Citez mot pour mot le passage du texte sur la stigmatisation et l'épilepsie qui commence par « La stigmatisation... Mais » et se poursuit jusqu'à « L. Epilepsia 2005. ».

TEXTE —
"""
Un point sur la stigmatisation

La stigmatisation... Mais qu’en pensent les chercheurs ?

« …l’épilepsie, surtout lorsqu’elle n’est pas traitée, est associée à la stigmatisation, de mauvaises prestations scolaires chez les enfants, à des problèmes d’apprentissage et de comportement, à des difficultés pour trouver plus tard du travail chez les adultes, à une activité sociale limitée, à des manifestions d’angoisse et de dépression. »
Résolution relative à l’épilepsie, chambre des représentants, mars 2017

« Dans le cadre de l’épilepsie, la stigmatisation, ouvertement exprimée ou ressentie, est retrouvée chez près de la moitié des personnes et est jugée sévère dans 10 à 30% des cas.  »
Orozco L. Epilepsia 2005.

« Le stigmatisé a (...) tendance à cacher l’épilepsie à son employeur, ses proches, voire son partenaire. »
Gharagozli L et al. Journal of Neurology, 2003

Stigmatisation et épilepsie : une réalité qui persiste au XXIème siècle

La stigmatisation est un processus social observé quand des éléments « d’étiquetage », de stéréotype et de discrimination sont responsables de différences inacceptables et causent une perte du statut social (Link et Prelan, 2001). Lorsqu’elle touche à la santé, elle inquiète souvent plus la personne que la maladie elle-même et est fréquemment responsable d’un sentiment de culpabilité.
"""
DONNÉES DE L'EXERCICE —
"""
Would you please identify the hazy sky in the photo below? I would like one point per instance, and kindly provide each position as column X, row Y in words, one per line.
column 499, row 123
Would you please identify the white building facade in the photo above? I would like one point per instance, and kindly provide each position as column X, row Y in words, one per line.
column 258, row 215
"""
RÉPONSE —
La stigmatisation... Mais qu’en pensent les chercheurs ?

« …l’épilepsie, surtout lorsqu’elle n’est pas traitée, est associée à la stigmatisation, de mauvaises prestations scolaires chez les enfants, à des problèmes d’apprentissage et de comportement, à des difficultés pour trouver plus tard du travail chez les adultes, à une activité sociale limitée, à des manifestions d’angoisse et de dépression. »
Résolution relative à l’épilepsie, chambre des représentants, mars 2017

« Dans le cadre de l’épilepsie, la stigmatisation, ouvertement exprimée ou ressentie, est retrouvée chez près de la moitié des personnes et est jugée sévère dans 10 à 30% des cas.  »
Orozco L. Epilepsia 2005.